YOUR TASK —
Set down, word for word, the passage of the mev file format text from "MedA | Median intensity in" to "at this time.".

(PAGE TEXT begins)

MedA | Median intensity in channel A |
MedB | Median intensity in channel B |
The mev files created at TIGR may use one of the two formats for the header row, depending on the origin of the mev file. The non-required columns (i.e. anything after the 7th column) may be rearranged and their names are subject to change at this time.
1) Spotfinder created mev file:
UID \t IA \t IB \t R \t C \t MR \t MC \t SR \t SC \t FlagA \t FlagB \t SAA \t SAB \t SFA \t SFB \t QCS \t QCA \t QCB \t BkgA \t BkgB \t SDA \t SDB \t SDBkgA \t SDBkgB \t MedA \t MedB \t AID
UID | Unique identifier for this spot |
IA | Intensity value in channel A |
IB | Intensity value in channel B |
R | Row (slide row) |
C | Column (slide column) |
MR | Meta-row (block row) |
MC | Meta-column (block column) |
SR | Sub-row |
SC | Sub-column |
FlagA | TIGR Spotfinder flag value in channel A |
FlagB | TIGR Spotfinder flag value in channel B |
SA | Actual spot area (in pixels) |
SF | Saturation factor |
QC | Cumulative quality control score |
QCA | Quality control score in channel A |
QCB | Quality control score in channel B |
BkgA | Background value in channel A |
BkgB | Background value in channel B |
SDA | Standard deviation for spot pixels in channel A |
SDB | Standard deviation for spot pixels in channel B |
SDBkgA | Standard deviation of the background value in channel A |
SDBkgB | Standard deviation of the background value in channel B |
MedA | Median intensity value in channel A |
MedB | Median intensity value in channel B |
MNA | Mean intensity value in channel A |
MNB | Mean intensity value in channel B |
X | X coordinate of the spot cell rectangle |
Y | Y coordinate of the spot cell rectangle |
PValueA | P-value in channel A |
PValueB | P-value in channel B |
DBID | Data Base ID (used when UID is substituted) |
The first seven fields (UID, IA, IB, R, C, MR and MC) are required as specified above.

(PAGE TEXT ends)
(DATASET EXTRACT begins)

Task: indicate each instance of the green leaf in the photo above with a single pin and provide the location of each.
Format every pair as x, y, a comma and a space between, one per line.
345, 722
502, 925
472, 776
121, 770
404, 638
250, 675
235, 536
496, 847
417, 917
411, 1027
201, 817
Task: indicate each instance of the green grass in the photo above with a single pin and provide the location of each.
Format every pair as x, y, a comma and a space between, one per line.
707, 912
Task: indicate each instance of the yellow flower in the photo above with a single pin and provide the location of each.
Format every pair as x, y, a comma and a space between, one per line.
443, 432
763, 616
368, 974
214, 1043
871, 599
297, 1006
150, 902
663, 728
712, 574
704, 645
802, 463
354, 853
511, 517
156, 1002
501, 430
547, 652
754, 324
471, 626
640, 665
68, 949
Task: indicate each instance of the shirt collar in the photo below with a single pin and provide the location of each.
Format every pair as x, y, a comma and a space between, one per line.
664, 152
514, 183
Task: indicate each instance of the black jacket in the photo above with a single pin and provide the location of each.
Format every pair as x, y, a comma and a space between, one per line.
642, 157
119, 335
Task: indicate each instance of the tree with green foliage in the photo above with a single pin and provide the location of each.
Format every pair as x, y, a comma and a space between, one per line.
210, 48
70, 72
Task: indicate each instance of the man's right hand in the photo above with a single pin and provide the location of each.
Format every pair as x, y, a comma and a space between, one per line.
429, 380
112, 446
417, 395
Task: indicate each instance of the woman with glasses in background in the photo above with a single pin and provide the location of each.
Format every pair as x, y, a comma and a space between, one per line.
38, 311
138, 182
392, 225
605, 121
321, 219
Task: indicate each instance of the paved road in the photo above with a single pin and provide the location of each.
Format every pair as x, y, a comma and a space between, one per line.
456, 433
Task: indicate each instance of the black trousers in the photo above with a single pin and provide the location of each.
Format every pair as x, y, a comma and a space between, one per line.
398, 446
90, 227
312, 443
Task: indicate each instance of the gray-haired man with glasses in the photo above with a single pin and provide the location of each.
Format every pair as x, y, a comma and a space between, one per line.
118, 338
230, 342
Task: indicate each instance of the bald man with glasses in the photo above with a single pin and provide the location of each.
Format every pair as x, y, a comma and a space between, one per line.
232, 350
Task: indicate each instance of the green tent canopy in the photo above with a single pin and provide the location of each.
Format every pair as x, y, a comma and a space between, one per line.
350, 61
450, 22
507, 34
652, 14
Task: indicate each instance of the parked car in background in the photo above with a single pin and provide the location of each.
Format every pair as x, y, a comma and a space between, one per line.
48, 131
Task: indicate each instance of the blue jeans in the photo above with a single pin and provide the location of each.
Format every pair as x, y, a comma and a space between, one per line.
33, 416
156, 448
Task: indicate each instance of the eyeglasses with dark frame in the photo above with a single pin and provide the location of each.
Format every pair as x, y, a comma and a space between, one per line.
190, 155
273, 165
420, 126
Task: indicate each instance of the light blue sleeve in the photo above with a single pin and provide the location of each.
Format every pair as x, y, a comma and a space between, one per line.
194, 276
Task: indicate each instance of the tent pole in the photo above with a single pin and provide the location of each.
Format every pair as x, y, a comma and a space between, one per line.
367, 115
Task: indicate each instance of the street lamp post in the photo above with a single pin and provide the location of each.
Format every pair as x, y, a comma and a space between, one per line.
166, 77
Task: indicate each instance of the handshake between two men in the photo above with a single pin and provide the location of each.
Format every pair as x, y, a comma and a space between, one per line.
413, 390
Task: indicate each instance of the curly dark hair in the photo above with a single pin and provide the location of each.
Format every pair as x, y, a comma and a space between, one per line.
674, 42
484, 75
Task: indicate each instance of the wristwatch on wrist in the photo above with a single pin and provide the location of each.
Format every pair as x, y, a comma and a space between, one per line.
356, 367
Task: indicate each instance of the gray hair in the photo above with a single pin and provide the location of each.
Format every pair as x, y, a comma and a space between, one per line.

(DATASET EXTRACT ends)

RESPONSE AREA —
MedA | Median intensity in channel A |
MedB | Median intensity in channel B |
The mev files created at TIGR may use one of the two formats for the header row, depending on the origin of the mev file. The non-required columns (i.e. anything after the 7th column) may be rearranged and their names are subject to change at this time.